What the task requires: Arrange every line of the items below as a Markdown table with the columns Row and Line, numbering each row and leaving out any blank lines.

(Excerpts from pointing data)
◆ ◆ ◆ ◆ ◆

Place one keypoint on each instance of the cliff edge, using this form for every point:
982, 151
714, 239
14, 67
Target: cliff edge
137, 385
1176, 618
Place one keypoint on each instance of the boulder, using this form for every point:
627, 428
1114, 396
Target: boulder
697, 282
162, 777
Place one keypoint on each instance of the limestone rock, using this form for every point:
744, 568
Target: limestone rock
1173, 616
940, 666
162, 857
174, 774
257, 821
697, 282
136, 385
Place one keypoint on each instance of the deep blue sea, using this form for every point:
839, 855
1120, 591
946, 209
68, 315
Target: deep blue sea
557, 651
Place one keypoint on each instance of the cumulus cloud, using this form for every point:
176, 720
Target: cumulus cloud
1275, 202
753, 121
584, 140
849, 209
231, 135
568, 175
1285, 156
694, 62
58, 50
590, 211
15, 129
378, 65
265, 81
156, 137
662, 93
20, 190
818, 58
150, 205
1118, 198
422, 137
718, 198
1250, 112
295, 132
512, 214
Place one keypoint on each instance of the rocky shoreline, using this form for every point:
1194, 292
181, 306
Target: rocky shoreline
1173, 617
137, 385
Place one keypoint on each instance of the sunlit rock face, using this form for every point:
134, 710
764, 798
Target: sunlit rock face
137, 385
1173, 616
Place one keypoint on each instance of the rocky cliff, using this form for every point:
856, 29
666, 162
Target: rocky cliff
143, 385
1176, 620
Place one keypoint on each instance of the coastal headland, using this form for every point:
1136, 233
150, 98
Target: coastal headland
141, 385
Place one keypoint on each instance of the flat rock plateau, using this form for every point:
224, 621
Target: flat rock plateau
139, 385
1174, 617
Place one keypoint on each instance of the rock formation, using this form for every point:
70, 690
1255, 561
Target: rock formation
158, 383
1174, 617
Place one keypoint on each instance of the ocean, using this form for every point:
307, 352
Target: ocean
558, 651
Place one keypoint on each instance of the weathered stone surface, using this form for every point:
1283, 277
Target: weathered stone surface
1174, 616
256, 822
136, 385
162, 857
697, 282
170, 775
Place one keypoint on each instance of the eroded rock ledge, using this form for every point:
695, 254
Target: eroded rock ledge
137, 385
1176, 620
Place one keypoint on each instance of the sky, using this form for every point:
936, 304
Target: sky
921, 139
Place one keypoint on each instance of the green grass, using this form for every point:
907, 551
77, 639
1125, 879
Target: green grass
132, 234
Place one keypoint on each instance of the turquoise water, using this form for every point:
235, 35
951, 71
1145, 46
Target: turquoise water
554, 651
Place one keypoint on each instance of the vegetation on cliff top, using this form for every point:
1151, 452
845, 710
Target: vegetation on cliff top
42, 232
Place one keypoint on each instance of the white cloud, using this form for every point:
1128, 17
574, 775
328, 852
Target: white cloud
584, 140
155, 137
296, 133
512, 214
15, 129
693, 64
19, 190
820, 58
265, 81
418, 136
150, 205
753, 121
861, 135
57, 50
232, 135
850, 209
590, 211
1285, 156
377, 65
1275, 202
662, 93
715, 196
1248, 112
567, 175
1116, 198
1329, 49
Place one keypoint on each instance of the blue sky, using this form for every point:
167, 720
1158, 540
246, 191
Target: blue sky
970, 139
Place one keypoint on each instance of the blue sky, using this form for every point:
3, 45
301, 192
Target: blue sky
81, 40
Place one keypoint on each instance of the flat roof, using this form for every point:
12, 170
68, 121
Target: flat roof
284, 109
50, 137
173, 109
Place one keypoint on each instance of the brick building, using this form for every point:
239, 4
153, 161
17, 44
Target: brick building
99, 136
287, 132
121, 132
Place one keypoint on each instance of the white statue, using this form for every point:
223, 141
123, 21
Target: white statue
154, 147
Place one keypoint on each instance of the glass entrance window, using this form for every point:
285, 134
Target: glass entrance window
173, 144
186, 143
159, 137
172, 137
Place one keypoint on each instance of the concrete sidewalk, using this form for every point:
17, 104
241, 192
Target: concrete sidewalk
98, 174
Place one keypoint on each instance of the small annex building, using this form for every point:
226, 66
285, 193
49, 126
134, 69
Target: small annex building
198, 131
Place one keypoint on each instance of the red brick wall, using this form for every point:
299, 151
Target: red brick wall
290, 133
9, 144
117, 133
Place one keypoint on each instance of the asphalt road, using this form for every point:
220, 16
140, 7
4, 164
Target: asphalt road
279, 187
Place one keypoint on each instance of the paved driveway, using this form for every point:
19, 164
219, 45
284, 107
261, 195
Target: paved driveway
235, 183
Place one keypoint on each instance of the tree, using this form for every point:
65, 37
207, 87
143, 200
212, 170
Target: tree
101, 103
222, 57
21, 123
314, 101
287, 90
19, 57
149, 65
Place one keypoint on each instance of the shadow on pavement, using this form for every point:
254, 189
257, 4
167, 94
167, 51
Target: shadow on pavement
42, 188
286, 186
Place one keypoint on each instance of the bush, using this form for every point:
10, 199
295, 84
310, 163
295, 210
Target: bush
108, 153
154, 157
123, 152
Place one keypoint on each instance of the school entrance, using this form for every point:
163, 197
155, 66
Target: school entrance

◆ ◆ ◆ ◆ ◆

Answer below:
| Row | Line |
|---|---|
| 1 | Place one keypoint on each instance of the cliff edge, using this form for every point: |
| 2 | 982, 151 |
| 3 | 714, 239 |
| 4 | 14, 67 |
| 5 | Target: cliff edge |
| 6 | 137, 385 |
| 7 | 1176, 618 |
| 8 | Place one keypoint on each instance of the boulder, using this form for every point: |
| 9 | 627, 428 |
| 10 | 1114, 396 |
| 11 | Target: boulder |
| 12 | 697, 282 |
| 13 | 162, 777 |
| 14 | Place one keypoint on each instance of the limestone rock, using this form for every point: |
| 15 | 744, 568 |
| 16 | Target: limestone rock |
| 17 | 1173, 616 |
| 18 | 940, 666 |
| 19 | 162, 857 |
| 20 | 174, 774 |
| 21 | 257, 821 |
| 22 | 697, 282 |
| 23 | 136, 385 |
| 24 | Place one keypoint on each instance of the deep blue sea, using this form for every point: |
| 25 | 839, 855 |
| 26 | 1120, 591 |
| 27 | 946, 209 |
| 28 | 68, 315 |
| 29 | Target: deep blue sea |
| 30 | 557, 651 |
| 31 | Place one keypoint on each instance of the cumulus cloud, using this form for every point: |
| 32 | 176, 720 |
| 33 | Target: cumulus cloud |
| 34 | 1275, 202 |
| 35 | 753, 121 |
| 36 | 584, 140 |
| 37 | 849, 209 |
| 38 | 231, 135 |
| 39 | 568, 175 |
| 40 | 1285, 156 |
| 41 | 694, 62 |
| 42 | 58, 50 |
| 43 | 590, 211 |
| 44 | 15, 129 |
| 45 | 378, 65 |
| 46 | 265, 81 |
| 47 | 156, 137 |
| 48 | 662, 93 |
| 49 | 20, 190 |
| 50 | 818, 58 |
| 51 | 150, 205 |
| 52 | 1118, 198 |
| 53 | 422, 137 |
| 54 | 718, 198 |
| 55 | 1250, 112 |
| 56 | 295, 132 |
| 57 | 512, 214 |
| 58 | Place one keypoint on each instance of the rocky shoreline, using this form for every point: |
| 59 | 1194, 292 |
| 60 | 181, 306 |
| 61 | Target: rocky shoreline |
| 62 | 1173, 617 |
| 63 | 137, 385 |
| 64 | Place one keypoint on each instance of the sunlit rock face, using this form for every point: |
| 65 | 134, 710 |
| 66 | 764, 798 |
| 67 | Target: sunlit rock face |
| 68 | 137, 385 |
| 69 | 1173, 616 |
| 70 | Place one keypoint on each instance of the rocky cliff, using this form for every point: |
| 71 | 856, 29 |
| 72 | 666, 162 |
| 73 | Target: rocky cliff |
| 74 | 143, 385 |
| 75 | 1176, 620 |
| 76 | Place one keypoint on each instance of the coastal headland, using this form for every point: |
| 77 | 1136, 233 |
| 78 | 150, 98 |
| 79 | Target: coastal headland |
| 80 | 141, 385 |
| 81 | Place one keypoint on each instance of the flat rock plateau, using this form for every point: |
| 82 | 224, 621 |
| 83 | Target: flat rock plateau |
| 84 | 139, 385 |
| 85 | 1174, 617 |
| 86 | Place one keypoint on each instance of the rock formation, using this form for every point: |
| 87 | 70, 690 |
| 88 | 1255, 561 |
| 89 | Target: rock formation |
| 90 | 158, 383 |
| 91 | 1174, 617 |
| 92 | Place one keypoint on each instance of the ocean, using this form for every point: |
| 93 | 307, 352 |
| 94 | Target: ocean |
| 95 | 558, 651 |
| 96 | Place one keypoint on each instance of the weathered stone surface, using this form for every point: |
| 97 | 1283, 277 |
| 98 | Target: weathered stone surface |
| 99 | 1174, 616 |
| 100 | 256, 822 |
| 101 | 136, 385 |
| 102 | 162, 857 |
| 103 | 697, 282 |
| 104 | 170, 775 |
| 105 | Place one keypoint on each instance of the eroded rock ledge, using this form for every point: |
| 106 | 695, 254 |
| 107 | Target: eroded rock ledge |
| 108 | 137, 385 |
| 109 | 1176, 620 |
| 110 | Place one keypoint on each instance of the sky, using this form for every point: |
| 111 | 936, 304 |
| 112 | Target: sky |
| 113 | 921, 139 |
| 114 | Place one keypoint on each instance of the green grass, using this form for every point: |
| 115 | 907, 551 |
| 116 | 77, 639 |
| 117 | 1125, 879 |
| 118 | Target: green grass |
| 119 | 132, 234 |
| 120 | Place one keypoint on each instance of the turquoise water, using this form for every point: |
| 121 | 235, 35 |
| 122 | 951, 71 |
| 123 | 1145, 46 |
| 124 | Target: turquoise water |
| 125 | 554, 651 |
| 126 | Place one keypoint on each instance of the vegetation on cliff top, using this form for every point: |
| 127 | 1151, 452 |
| 128 | 845, 710 |
| 129 | Target: vegetation on cliff top |
| 130 | 42, 232 |
| 131 | Place one keypoint on each instance of the white cloud, using this form for every point: |
| 132 | 1128, 17 |
| 133 | 574, 775 |
| 134 | 328, 852 |
| 135 | Target: white cloud |
| 136 | 584, 140 |
| 137 | 155, 137 |
| 138 | 296, 133 |
| 139 | 512, 214 |
| 140 | 15, 129 |
| 141 | 693, 64 |
| 142 | 19, 190 |
| 143 | 820, 58 |
| 144 | 265, 81 |
| 145 | 418, 136 |
| 146 | 150, 205 |
| 147 | 753, 121 |
| 148 | 861, 135 |
| 149 | 57, 50 |
| 150 | 232, 135 |
| 151 | 850, 209 |
| 152 | 590, 211 |
| 153 | 1285, 156 |
| 154 | 377, 65 |
| 155 | 1275, 202 |
| 156 | 662, 93 |
| 157 | 715, 196 |
| 158 | 1248, 112 |
| 159 | 567, 175 |
| 160 | 1116, 198 |
| 161 | 1329, 49 |
| 162 | Place one keypoint on each instance of the blue sky, using this form for every point: |
| 163 | 167, 720 |
| 164 | 1158, 540 |
| 165 | 246, 191 |
| 166 | Target: blue sky |
| 167 | 970, 139 |
| 168 | Place one keypoint on each instance of the blue sky, using this form for every point: |
| 169 | 3, 45 |
| 170 | 301, 192 |
| 171 | Target: blue sky |
| 172 | 81, 40 |
| 173 | Place one keypoint on each instance of the flat roof, using this form for every point: |
| 174 | 12, 170 |
| 175 | 68, 121 |
| 176 | Target: flat roof |
| 177 | 284, 109 |
| 178 | 50, 137 |
| 179 | 173, 109 |
| 180 | Place one keypoint on each instance of the brick building, using this form for every point: |
| 181 | 239, 4 |
| 182 | 153, 161 |
| 183 | 17, 44 |
| 184 | Target: brick building |
| 185 | 99, 136 |
| 186 | 287, 132 |
| 187 | 121, 132 |
| 188 | Place one keypoint on each instance of the white statue, using this form for every point: |
| 189 | 223, 141 |
| 190 | 123, 21 |
| 191 | Target: white statue |
| 192 | 154, 147 |
| 193 | Place one keypoint on each instance of the glass entrance window, using this form for every point: |
| 194 | 285, 134 |
| 195 | Target: glass entrance window |
| 196 | 173, 144 |
| 197 | 186, 143 |
| 198 | 159, 137 |
| 199 | 172, 137 |
| 200 | Place one keypoint on each instance of the concrete sidewalk, using this form for every point: |
| 201 | 17, 104 |
| 202 | 241, 192 |
| 203 | Target: concrete sidewalk |
| 204 | 98, 174 |
| 205 | Place one keypoint on each instance of the small annex building, using this form for every point: |
| 206 | 226, 66 |
| 207 | 285, 193 |
| 208 | 49, 126 |
| 209 | 134, 69 |
| 210 | Target: small annex building |
| 211 | 198, 131 |
| 212 | Place one keypoint on each instance of the red brick wall, using this form for every point: |
| 213 | 299, 151 |
| 214 | Target: red brick wall |
| 215 | 290, 133 |
| 216 | 9, 144 |
| 217 | 117, 133 |
| 218 | Place one keypoint on each instance of the asphalt road, using this form for every point: |
| 219 | 220, 16 |
| 220 | 140, 7 |
| 221 | 4, 164 |
| 222 | Target: asphalt road |
| 223 | 279, 187 |
| 224 | Place one keypoint on each instance of the paved driveway, using this form for every point: |
| 225 | 19, 164 |
| 226 | 219, 45 |
| 227 | 284, 107 |
| 228 | 261, 195 |
| 229 | Target: paved driveway |
| 230 | 235, 183 |
| 231 | Place one keypoint on each instance of the tree, using this form for every point: |
| 232 | 65, 37 |
| 233 | 207, 87 |
| 234 | 143, 200 |
| 235 | 212, 170 |
| 236 | Target: tree |
| 237 | 101, 103 |
| 238 | 222, 57 |
| 239 | 21, 123 |
| 240 | 314, 101 |
| 241 | 287, 90 |
| 242 | 19, 57 |
| 243 | 149, 65 |
| 244 | Place one keypoint on each instance of the shadow on pavement, using this form for every point: |
| 245 | 254, 189 |
| 246 | 257, 4 |
| 247 | 167, 94 |
| 248 | 167, 51 |
| 249 | Target: shadow on pavement |
| 250 | 42, 188 |
| 251 | 286, 186 |
| 252 | Place one keypoint on each instance of the bush, using this form for every point: |
| 253 | 10, 199 |
| 254 | 295, 84 |
| 255 | 310, 163 |
| 256 | 295, 210 |
| 257 | Target: bush |
| 258 | 108, 153 |
| 259 | 154, 157 |
| 260 | 123, 152 |
| 261 | Place one keypoint on each instance of the school entrance, using this form for every point: |
| 262 | 163, 197 |
| 263 | 155, 66 |
| 264 | Target: school entrance |